__DOCUMENT EXCERPT__:
--- --- ---

Electrophilic AdditionEdit

Electrophilic addition is a core class of reactions in organic chemistry in which an electrophile adds to a molecule that contains a π bond, most commonly an Alkene or Alkyne. The overall effect is the conversion of a carbon–carbon multiple bond into a more saturated framework, accompanied by the formation of new σ bonds. These reactions underpin the construction of a vast array of organic building blocks, ranging from simple alcohols and halides to more complex motifs found in pharmaceuticals and polymers.

In typical cases, an electrophile interacts with the π electrons of a double or triple bond, generating a reactive intermediate that is then captured by a nucleophile or solvent. The precise sequence depends on the electrophile, the substrate, the solvent, and the reaction conditions. For example, protonation of an alkene by an acid generates a carbocation intermediate, which is subsequently attacked by a nucleophile such as water, leading to a hydrated product. In other reactions, halogen atoms add via a halonium ion intermediate, followed by nucleophilic capture by chloride or another counterion. See Halonium ion for details on that key intermediate.

Mechanism

General pattern: An electrophile (a species that accepts electrons) adds to a π bond, producing a new C–E bond and a cationic or partially charged intermediate, which is then intercepted by a nucleophile to furnish the final product. See Electrophile.
Carbocation pathway: When the electrophile is a proton or other strong acid, protonation of the alkene forms a carbocation, which is stabilized by adjacent substituents and then trapped by a nucleophile such as water, alcohol, or another nucleophile.
Halonium pathways: In the presence of halogens (e.g., Cl2, Br2), the alkene can form a halonium ion (a three-membered ring with the halogen), which is then opened by a nucleophile to give vicinal dihalides or related products. See Halonium ion.

--- --- ---

__Items listed in a dataset__:
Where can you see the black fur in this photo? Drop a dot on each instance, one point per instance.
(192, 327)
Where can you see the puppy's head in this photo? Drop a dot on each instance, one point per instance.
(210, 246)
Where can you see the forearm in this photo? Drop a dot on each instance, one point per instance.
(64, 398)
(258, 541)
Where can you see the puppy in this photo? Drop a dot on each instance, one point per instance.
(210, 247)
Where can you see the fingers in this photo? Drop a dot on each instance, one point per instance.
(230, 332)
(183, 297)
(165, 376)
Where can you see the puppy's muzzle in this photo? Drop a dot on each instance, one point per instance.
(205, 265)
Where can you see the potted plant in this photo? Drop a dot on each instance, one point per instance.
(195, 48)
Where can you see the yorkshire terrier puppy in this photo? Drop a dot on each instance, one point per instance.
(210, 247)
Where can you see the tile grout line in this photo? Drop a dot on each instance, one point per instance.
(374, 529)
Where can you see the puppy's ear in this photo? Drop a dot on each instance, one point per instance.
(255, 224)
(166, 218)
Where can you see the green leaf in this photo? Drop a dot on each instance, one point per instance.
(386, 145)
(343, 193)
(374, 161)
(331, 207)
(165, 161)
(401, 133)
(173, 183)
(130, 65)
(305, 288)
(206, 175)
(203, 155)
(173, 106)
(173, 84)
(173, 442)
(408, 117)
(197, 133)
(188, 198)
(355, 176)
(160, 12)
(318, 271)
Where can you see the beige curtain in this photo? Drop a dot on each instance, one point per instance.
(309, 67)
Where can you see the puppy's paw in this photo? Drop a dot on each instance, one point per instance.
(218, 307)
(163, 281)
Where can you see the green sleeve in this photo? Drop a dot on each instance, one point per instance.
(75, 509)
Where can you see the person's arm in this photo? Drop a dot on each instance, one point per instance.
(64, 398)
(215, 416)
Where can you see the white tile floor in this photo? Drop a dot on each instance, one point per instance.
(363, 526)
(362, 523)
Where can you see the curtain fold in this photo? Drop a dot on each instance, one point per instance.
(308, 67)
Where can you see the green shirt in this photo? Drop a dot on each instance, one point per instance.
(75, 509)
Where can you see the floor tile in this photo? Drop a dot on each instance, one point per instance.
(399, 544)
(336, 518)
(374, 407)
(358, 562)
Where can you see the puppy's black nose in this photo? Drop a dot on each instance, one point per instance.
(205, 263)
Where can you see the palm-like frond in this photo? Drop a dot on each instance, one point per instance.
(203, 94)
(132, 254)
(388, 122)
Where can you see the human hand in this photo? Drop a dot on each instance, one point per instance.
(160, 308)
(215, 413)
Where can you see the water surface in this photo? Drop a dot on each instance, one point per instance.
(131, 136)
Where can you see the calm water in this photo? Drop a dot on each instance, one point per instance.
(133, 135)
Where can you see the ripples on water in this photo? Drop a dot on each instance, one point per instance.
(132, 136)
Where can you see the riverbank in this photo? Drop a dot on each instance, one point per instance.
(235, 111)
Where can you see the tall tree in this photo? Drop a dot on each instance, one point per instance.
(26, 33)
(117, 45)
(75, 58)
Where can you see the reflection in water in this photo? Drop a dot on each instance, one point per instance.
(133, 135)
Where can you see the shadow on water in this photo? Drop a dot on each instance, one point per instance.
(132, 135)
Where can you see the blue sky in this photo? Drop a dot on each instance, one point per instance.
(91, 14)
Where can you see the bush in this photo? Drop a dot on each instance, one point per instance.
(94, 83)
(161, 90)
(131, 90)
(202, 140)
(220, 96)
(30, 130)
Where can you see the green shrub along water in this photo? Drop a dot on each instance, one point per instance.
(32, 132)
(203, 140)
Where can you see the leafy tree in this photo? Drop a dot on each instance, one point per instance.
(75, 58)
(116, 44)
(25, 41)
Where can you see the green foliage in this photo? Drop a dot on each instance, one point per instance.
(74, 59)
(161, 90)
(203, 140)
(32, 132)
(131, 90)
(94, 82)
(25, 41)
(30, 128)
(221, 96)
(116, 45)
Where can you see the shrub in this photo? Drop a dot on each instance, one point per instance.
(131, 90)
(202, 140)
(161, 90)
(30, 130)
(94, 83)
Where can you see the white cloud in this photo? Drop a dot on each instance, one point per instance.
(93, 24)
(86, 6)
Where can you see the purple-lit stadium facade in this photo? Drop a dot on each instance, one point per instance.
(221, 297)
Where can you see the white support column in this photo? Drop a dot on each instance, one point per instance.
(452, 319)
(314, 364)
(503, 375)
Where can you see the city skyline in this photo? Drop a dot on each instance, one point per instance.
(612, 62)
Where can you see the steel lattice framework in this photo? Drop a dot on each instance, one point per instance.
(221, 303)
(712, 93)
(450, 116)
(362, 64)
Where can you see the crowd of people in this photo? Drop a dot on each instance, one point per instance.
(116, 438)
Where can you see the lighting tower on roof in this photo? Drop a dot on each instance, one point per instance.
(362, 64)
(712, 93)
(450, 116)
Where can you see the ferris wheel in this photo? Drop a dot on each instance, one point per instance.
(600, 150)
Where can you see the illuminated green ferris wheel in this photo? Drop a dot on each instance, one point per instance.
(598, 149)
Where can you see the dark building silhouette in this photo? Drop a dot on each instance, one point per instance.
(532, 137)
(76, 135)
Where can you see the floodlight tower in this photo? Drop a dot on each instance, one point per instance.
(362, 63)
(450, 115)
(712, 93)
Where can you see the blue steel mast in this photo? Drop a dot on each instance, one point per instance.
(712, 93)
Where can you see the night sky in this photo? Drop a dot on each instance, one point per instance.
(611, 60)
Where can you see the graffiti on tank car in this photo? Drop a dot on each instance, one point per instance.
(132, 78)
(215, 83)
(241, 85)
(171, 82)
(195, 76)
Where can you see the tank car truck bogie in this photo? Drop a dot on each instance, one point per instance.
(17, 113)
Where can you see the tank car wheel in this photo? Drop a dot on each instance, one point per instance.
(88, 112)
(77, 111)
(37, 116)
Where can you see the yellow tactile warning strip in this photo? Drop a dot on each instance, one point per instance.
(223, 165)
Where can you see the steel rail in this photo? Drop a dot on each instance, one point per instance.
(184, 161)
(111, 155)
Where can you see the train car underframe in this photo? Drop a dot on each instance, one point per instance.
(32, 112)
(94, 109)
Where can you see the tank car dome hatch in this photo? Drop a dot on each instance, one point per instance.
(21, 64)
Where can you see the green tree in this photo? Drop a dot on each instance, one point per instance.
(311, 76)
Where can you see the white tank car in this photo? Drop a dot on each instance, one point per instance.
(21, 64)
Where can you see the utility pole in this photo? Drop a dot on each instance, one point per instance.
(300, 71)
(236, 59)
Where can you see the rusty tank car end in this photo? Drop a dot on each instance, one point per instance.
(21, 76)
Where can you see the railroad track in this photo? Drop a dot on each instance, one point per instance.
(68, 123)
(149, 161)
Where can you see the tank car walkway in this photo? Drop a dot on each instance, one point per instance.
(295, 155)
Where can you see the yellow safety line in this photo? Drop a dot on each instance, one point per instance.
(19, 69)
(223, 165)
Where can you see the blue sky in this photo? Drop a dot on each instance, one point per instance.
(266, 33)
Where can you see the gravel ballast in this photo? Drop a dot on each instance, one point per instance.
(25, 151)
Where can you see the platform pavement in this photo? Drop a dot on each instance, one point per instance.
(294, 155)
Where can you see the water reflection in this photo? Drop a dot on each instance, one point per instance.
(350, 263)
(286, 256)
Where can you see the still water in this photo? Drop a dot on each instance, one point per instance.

--- --- ---

__EXERCISE SET__:
a) According to the electrophilic addition text, what factors determine the precise reaction sequence? List every one.
b) Write the next part of the electrophilic addition text, picking up after its final sentence.

__ANSWERS FOR THIS EXERCISE__:
a) The electrophile, the substrate, the solvent, and the reaction conditions.

b)
Radical and concerted variations: Some conditions allow alternative or concurrent pathways, including radical chain mechanisms or more concerted additions in tightly organized transition states. See Radical addition and Stereochemistry for related concepts.

Regioselectivity and stereochemistry

Markovnikov selectivity: In many protonation-initiated additions (e.g., hydration or hydrohalogenation of simple alkenes), the electrophile adds to the carbon of the double bond that bears more hydrogens, forming the more stable carbocation intermediate. This rule is known as Markovnikov's rule.
Anti- vs. syn-addition: The stereochemical outcome depends on the mechanism. Halogenations that proceed through a halonium ion typically give anti addition (trans products in cyclic or acyclic systems), whereas other additions may proceed with syn or racemic outcomes depending on substrate symmetry and reaction conditions. See Stereochemistry.
Rearrangements: When carbocations form, hydride or alkyl shifts can occur, leading to rearranged products. The extent of rearrangement is influenced by the stability of potential carbocations and the reaction environment.

Common electrophilic additions to alkenes

Hydration (acid-catalyzed): Addition of water across a double bond to give alcohols, typically via protonation to form a carbocation followed by nucleophilic capture by water. See Hydration.
Hydrohalogenation: Addition of a hydrogen halide (e.g., HCl, HBr, HI) across the double bond, often following Markovnikov selectivity to place the halogen on the more substituted carbon. See Hydrohalogenation.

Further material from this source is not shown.